TEXT PROVIDED:
[Numpy-discussion] Openmp support (was numpy's future (1.1 and beyond): which direction(s) ?)

Mon Mar 24 11:41:28 EDT 2008

> A couple of thoughts on parallelism:
>
> 1. Can someone come up with a small set of cases and time them on
> numpy, IDL, Matlab, and C, using various parallel schemes, for each of
> a representative set of architectures?  We're comparing a benchmark to
> itself on different architectures, rather than seeing whether the
> thread capability is helping our competition on the same architecture.
> If it's mostly not helping them, we can forget it for the time being.
> I suspect that it is, in fact, helping them, or at least not hurting
> them.
>
>   
Well I could ask some IDL users to provide you with benchmarks.
In C/OpenMP I have posted a trivial code.

> 2. Would it slow things much to have some state that the routines
> check before deciding whether to run a parallel implementation or not?

EXERCISE REQUIREMENTS:
(a) Please condense the point in the OpenMP thread that begins "1. Can someone come up with" into a short list that keeps its main facts.
(b) Continue the OpenMP thread, starting right after its final quoted question.
The entries are from a separate source, not from the OpenMP thread.

DATA SUPPLIED:
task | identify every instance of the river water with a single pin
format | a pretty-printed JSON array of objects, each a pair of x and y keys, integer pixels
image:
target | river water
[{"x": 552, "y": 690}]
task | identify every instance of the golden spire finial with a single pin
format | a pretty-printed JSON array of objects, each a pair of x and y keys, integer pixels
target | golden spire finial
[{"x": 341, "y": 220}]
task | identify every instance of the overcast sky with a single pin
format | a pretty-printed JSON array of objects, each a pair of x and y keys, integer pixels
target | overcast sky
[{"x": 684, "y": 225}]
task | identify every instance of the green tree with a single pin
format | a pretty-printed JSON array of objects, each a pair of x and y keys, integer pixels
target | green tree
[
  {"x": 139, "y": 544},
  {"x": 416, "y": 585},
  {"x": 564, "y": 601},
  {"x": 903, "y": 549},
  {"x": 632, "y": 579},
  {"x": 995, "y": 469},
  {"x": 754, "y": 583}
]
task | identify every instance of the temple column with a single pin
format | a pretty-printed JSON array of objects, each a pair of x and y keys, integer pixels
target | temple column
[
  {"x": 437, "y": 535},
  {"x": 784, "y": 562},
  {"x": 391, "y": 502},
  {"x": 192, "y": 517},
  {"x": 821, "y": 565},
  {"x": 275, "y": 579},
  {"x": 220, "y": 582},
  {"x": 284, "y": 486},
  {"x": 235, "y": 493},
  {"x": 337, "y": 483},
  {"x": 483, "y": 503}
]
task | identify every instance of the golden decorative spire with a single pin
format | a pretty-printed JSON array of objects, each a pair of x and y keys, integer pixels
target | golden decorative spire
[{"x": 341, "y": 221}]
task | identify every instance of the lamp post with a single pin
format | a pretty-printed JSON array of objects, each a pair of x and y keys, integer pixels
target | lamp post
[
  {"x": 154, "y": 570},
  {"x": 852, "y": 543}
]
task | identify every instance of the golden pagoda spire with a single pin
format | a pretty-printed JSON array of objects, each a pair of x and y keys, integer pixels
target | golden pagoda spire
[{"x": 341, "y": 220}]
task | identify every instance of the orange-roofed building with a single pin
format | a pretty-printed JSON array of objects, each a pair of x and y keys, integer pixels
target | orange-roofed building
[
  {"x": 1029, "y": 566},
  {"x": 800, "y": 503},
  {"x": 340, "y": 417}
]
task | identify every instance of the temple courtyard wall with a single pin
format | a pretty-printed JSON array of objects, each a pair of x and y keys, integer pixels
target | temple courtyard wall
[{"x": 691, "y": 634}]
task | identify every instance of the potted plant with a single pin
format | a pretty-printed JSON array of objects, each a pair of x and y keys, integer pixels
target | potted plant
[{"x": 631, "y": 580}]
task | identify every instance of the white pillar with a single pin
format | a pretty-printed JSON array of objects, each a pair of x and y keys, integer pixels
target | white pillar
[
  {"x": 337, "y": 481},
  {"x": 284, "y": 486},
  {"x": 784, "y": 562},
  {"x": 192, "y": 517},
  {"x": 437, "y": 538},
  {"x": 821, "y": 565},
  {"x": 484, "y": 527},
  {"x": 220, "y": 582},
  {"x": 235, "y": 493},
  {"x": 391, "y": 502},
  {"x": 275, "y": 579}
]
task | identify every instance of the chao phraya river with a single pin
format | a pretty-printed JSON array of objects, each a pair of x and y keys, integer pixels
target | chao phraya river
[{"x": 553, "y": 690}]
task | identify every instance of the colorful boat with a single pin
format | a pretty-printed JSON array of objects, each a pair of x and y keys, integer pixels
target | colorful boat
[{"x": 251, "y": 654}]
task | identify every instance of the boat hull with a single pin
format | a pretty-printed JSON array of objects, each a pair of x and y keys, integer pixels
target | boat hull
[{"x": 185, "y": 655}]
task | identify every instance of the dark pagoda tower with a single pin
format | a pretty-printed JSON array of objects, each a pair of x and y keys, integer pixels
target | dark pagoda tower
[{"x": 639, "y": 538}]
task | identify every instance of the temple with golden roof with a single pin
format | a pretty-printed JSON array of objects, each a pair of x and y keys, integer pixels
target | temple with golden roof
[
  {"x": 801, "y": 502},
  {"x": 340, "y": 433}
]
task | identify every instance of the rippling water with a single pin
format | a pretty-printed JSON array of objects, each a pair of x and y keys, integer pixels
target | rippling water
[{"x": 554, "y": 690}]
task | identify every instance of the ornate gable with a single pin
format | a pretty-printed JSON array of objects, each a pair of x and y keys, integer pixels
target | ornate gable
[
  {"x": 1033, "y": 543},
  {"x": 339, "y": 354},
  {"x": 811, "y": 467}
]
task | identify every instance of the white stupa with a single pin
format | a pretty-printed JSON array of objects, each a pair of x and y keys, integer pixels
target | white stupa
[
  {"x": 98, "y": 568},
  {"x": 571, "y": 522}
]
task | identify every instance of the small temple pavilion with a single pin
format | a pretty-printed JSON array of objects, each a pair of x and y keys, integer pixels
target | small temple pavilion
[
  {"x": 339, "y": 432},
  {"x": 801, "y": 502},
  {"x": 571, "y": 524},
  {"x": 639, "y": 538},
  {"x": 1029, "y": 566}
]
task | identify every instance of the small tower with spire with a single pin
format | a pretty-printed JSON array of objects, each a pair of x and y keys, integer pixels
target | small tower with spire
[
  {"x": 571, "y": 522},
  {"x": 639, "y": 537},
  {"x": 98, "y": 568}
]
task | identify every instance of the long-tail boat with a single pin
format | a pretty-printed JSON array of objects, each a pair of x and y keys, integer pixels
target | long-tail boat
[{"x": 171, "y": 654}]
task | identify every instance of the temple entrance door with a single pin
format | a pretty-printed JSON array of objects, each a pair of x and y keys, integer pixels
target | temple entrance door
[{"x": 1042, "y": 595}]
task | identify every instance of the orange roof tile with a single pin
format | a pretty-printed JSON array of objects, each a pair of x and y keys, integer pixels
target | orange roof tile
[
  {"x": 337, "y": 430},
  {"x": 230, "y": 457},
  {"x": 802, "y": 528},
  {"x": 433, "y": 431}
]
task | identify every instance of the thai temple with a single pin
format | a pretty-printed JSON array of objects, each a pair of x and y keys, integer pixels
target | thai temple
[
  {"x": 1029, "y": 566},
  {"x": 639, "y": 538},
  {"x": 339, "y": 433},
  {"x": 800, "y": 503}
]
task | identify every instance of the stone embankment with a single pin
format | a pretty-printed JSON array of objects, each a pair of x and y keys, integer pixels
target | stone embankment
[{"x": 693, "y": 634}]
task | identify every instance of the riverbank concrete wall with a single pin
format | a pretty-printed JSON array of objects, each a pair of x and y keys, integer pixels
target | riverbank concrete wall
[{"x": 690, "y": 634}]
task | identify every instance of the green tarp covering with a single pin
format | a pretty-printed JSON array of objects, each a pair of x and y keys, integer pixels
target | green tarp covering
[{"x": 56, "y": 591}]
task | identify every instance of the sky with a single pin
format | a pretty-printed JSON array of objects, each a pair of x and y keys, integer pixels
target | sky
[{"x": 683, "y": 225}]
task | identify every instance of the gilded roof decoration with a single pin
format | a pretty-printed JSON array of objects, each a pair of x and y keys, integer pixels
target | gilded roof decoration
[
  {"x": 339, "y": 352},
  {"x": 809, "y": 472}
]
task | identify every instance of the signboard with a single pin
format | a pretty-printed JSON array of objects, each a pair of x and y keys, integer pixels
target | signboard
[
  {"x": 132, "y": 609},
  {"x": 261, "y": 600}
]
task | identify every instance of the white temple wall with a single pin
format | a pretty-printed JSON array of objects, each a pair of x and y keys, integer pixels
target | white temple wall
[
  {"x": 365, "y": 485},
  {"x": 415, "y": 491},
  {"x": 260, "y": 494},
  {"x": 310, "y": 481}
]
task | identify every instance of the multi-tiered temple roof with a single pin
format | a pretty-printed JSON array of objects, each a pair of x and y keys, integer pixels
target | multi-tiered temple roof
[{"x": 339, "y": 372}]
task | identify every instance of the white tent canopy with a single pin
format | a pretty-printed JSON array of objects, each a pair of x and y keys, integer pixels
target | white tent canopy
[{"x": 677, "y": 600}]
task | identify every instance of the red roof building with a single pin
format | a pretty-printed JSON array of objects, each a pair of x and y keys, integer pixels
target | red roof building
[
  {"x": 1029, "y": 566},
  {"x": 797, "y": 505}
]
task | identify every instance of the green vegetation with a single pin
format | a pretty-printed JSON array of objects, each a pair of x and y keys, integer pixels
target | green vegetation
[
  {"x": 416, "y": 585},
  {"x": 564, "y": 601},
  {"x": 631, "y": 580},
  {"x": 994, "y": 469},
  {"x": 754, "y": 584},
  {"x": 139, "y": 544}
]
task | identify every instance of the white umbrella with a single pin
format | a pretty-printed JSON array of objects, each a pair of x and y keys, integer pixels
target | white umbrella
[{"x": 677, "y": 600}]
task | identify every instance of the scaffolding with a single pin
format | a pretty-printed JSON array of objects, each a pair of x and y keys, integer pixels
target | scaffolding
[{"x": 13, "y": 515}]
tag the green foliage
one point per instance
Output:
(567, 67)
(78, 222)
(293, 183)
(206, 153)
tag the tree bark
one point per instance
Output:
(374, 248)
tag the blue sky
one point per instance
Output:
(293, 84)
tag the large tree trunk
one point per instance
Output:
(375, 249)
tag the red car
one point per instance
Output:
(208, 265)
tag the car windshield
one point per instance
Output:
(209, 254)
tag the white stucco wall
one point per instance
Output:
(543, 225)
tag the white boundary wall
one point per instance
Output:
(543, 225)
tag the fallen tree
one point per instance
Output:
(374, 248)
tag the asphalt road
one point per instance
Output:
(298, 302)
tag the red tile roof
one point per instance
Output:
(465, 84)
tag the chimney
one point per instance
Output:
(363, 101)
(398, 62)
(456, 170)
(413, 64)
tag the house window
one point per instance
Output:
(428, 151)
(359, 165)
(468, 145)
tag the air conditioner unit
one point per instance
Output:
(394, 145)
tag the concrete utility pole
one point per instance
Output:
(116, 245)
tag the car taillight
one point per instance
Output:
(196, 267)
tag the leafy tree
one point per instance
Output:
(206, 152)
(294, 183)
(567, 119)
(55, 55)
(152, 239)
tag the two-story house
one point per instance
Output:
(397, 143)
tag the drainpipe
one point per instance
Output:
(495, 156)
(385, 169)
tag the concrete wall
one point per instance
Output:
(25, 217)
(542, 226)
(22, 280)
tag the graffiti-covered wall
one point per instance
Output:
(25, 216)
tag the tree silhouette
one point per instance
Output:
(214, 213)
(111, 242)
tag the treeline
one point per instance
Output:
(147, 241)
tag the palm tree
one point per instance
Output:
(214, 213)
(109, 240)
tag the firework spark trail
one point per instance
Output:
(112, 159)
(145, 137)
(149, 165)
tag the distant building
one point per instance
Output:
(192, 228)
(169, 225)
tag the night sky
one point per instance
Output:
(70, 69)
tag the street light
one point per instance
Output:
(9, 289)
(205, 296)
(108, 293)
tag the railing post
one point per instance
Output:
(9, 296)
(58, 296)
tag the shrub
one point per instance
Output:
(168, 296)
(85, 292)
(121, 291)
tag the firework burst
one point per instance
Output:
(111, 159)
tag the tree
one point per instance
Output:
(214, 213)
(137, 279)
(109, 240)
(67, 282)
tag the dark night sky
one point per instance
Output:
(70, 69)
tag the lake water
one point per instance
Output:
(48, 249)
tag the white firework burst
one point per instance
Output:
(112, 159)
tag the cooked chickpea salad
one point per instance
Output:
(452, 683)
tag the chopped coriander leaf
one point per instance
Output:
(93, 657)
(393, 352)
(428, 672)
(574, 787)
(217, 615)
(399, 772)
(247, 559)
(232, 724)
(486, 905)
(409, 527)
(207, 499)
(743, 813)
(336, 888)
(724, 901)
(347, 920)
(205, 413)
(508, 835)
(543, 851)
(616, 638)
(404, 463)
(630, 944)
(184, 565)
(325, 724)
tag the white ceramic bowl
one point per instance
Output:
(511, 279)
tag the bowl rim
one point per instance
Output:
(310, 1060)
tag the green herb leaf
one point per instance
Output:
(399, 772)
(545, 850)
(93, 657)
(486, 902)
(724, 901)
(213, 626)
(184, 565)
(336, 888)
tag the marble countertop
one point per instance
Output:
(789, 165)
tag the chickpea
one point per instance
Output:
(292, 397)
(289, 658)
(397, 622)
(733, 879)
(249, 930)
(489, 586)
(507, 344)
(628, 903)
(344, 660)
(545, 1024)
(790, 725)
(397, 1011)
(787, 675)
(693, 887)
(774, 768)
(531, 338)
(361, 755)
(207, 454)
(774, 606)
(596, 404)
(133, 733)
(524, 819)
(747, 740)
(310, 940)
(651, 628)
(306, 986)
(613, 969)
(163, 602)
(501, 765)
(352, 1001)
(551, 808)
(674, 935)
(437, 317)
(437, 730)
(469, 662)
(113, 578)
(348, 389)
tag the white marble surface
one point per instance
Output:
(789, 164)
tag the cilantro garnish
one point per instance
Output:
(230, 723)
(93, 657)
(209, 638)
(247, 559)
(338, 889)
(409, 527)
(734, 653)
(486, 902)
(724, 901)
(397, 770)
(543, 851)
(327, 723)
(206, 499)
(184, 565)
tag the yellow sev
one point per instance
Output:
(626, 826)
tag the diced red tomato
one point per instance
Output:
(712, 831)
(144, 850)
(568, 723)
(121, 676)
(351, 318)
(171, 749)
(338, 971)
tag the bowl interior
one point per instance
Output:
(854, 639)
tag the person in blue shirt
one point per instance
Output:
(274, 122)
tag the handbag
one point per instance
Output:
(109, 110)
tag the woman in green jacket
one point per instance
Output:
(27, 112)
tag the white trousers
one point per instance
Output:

ANSWER SET:
(a)
- Proposes timing a small set of cases on numpy, IDL, Matlab and C, using various parallel schemes, on a representative set of architectures.
- Notes that the current approach compares a benchmark to itself on different architectures rather than checking whether threading helps competitors on the same architecture.
- If threading mostly isn't helping them, the issue can be set aside for now.
- The writer suspects it is helping them, or at least not hurting them.

(b)
> It could default to single thread except in the cases where
> parallelism always helps, but the user can configure it to multithread
> beyond certain threshholds of, say, number of elements.  Then, in the
> short term, a savvy user can tweak that state to get parallelism for
> more than N elements.  In the longer term, there could be a test
> routine that would run on install and configure the state for that
> particular machine.  When numpy started it would read the saved file
> and computation would be optimized for that machine.  The user could
> always override it.
>
>   
No it wouldn't cost that much and that is exactly the way IDL (for 
instance) works.

> 3. We should remember the first rule of parallel programming, which
> Anne quotes as "premature optimization is the root of all evil".
> There is a lot to fix in numpy that is more fundamental than speed.  I
> am the first to want things fast (I would love my secondary eclipse
> analysis to run in less than a week), but we have gaping holes in
> documentation and other areas that one would expect to have been
> filled before a 1.0 release.  I hope we can get them filled for 1.1.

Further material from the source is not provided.